*What the task requires*
From the data below, return the exact lines starting at the line containing "Target: bird's leg" and ending at the line containing "Target: yellow warbler", both included, and nothing else.
(Beginning of Entries shown)
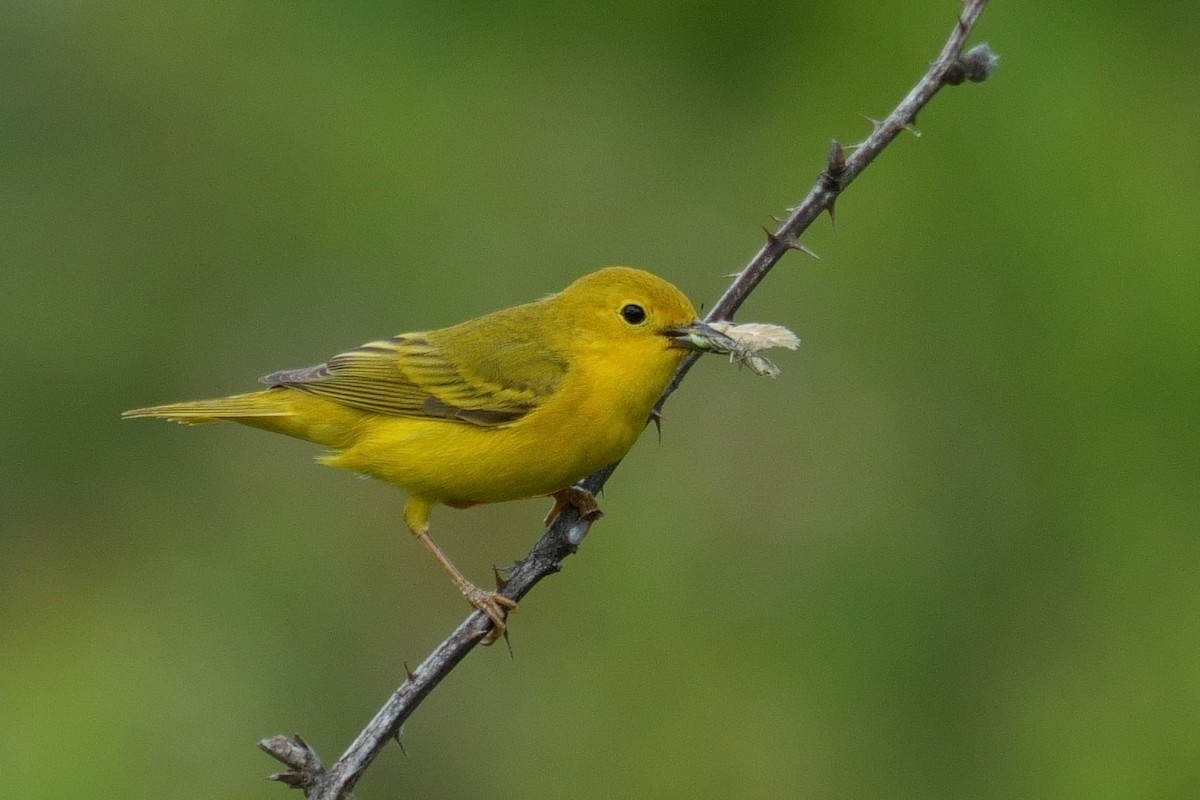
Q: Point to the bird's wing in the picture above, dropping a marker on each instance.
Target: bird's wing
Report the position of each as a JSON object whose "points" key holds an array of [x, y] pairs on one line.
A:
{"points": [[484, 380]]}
(End of Entries shown)
(Beginning of Entries shown)
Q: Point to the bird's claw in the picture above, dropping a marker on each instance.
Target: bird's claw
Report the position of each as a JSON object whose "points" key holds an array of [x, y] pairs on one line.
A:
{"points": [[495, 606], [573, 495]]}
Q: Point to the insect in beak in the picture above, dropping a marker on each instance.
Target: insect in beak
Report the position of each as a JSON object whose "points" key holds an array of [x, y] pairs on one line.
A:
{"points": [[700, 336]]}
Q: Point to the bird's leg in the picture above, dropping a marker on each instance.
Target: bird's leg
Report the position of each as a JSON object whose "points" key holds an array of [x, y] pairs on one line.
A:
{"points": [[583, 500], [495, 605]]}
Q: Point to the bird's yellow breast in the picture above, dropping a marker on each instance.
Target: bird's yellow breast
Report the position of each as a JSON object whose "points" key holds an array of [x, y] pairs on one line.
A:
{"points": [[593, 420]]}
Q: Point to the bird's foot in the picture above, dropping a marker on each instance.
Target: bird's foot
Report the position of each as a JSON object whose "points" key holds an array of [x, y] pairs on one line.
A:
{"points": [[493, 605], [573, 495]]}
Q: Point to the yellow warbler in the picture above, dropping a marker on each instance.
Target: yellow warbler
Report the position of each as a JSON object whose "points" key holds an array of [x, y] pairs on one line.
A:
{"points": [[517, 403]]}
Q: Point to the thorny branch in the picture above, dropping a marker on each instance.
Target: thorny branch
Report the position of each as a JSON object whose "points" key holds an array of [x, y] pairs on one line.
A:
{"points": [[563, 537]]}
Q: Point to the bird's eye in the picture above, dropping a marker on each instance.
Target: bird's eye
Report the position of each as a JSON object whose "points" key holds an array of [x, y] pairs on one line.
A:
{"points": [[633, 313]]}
(End of Entries shown)
*Answer to the exercise*
Target: bird's leg
Report the position of each as a JSON object whose "points" key holds an array of [x, y] pairs on one line.
A:
{"points": [[583, 500], [495, 605]]}
Q: Point to the bird's yellow breast in the picture above, dropping a marker on each instance.
Target: bird's yellow breast
Report the position of each as a JSON object whose "points" key holds an array of [x, y] pairs on one line.
A:
{"points": [[593, 420]]}
Q: Point to the bird's foot in the picture above, dropping a marker on each instance.
Target: bird's foot
Report the position of each as a JSON object whose "points" key holds an array of [x, y] pairs on one line.
A:
{"points": [[493, 605], [573, 495]]}
Q: Point to the yellow warbler in the picture above, dropping a marker on each instance.
Target: yellow warbler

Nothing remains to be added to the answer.